● Problem details:
Rewrite the part of the listing that opens with the line containing "Localize fence rail." and runs through the end of the listing, substituting "Locate" for every "Localize". Keep all other text unchanged.

● Data supplied:

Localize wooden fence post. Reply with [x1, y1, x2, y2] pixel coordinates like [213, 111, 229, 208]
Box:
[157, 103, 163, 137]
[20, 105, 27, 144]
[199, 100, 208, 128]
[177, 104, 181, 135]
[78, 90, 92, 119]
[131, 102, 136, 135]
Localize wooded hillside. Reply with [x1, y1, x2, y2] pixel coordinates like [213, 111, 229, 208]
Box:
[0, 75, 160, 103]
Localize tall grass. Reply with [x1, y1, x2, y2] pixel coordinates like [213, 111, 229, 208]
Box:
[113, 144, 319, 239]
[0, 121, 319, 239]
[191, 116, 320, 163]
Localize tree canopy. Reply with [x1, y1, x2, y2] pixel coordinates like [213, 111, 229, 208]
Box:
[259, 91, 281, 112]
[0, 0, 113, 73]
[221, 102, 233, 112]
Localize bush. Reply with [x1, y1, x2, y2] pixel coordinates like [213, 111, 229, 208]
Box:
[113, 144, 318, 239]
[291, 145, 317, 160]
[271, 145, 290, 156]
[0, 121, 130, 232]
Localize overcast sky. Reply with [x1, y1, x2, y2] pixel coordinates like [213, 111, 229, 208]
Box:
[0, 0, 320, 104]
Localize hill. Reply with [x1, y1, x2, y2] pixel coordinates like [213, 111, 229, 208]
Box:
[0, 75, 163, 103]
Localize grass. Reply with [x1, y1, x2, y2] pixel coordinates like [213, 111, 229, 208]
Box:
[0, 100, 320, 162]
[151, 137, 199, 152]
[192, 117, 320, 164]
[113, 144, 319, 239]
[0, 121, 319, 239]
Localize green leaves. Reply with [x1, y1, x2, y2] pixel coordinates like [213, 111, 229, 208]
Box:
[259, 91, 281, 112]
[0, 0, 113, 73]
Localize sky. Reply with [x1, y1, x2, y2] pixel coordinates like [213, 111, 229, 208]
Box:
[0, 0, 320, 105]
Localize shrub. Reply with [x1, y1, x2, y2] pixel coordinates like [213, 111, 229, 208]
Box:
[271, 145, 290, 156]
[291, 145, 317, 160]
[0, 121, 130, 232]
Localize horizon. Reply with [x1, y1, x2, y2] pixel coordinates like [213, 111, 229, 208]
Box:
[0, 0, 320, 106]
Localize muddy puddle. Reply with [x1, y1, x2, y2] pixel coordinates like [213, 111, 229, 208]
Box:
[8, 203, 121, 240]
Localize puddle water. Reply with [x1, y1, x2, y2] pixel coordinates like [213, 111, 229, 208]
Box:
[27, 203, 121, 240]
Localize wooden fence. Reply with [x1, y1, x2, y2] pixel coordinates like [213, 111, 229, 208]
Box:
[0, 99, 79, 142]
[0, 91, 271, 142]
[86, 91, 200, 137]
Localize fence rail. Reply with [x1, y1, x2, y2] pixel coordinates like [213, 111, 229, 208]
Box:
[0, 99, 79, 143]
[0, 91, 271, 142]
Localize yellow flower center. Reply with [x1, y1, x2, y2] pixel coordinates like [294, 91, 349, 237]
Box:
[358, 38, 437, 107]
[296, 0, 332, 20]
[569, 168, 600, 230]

● Exercise output:
Locate fence rail. Reply with [x1, y1, x2, y2] pixel coordinates like [213, 111, 229, 208]
Box:
[0, 99, 79, 143]
[0, 91, 271, 142]
Locate yellow flower center. Reply with [x1, y1, x2, y2] pixel coordinates like [294, 91, 349, 237]
Box:
[358, 38, 437, 107]
[296, 0, 332, 20]
[569, 168, 600, 230]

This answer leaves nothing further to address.